Short problem
Rewrite the mailing-list post from the words "Yep, I proposed" through the words "for other daemons).", substituting "services" for "daemons".

Text segment
Begin

2006-03-03 Thread Henrique de Moraes Holschuh
On Fri, 03 Mar 2006, Loïc Minier wrote:
  proposed multiple options in other posts, all of them ignored.  People
  *not* trying for a middle-ground solution are those claiming an open
  port by default is unacceptable, no matter what.

You will notice I didn't propose you disable open ports by default.  What
part of ask it using debconf, priority medium or higher, default can be
enabled tells you do not have open ports for mdns open by default?

don't want to see running on his server.  Would this discussion happen
on a multimedia list, the situation would be kind of the opposite, and
people would be shouting loud if that wasn't pulled in by default.
  Then they can (read: should) use DeMudi, and DeMudi has all the excuses in
  the world to ship with all mdns services enabled by default.  The Debian
  project *officially* recognizes the need for specialized distributions, you
  know.
 
  Or perhaps people wanting total security should create their own distro.

They did, just like the multimedia people.

  Will you push me in reverting any argument you provide in favor of
  security the other way around, or is my point sufficiently clear?

See first paragraph reply.

  Please, bring solutions in this discussion, not arguments, we've got
  enough already.

See first paragraph reply.

  Yep, I proposed multiple solutions already, one of which being a
  debconf-handled setting to start avahi on boot or not (which obviously
  would need to be set to start by default, as for other daemons).

End

Information shown

Begin

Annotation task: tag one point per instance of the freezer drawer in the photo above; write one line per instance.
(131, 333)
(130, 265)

End

Exercise answer
Yep, I proposed multiple solutions already, one of which being a
  debconf-handled setting to start avahi on boot or not (which obviously
  would need to be set to start by default, as for other services).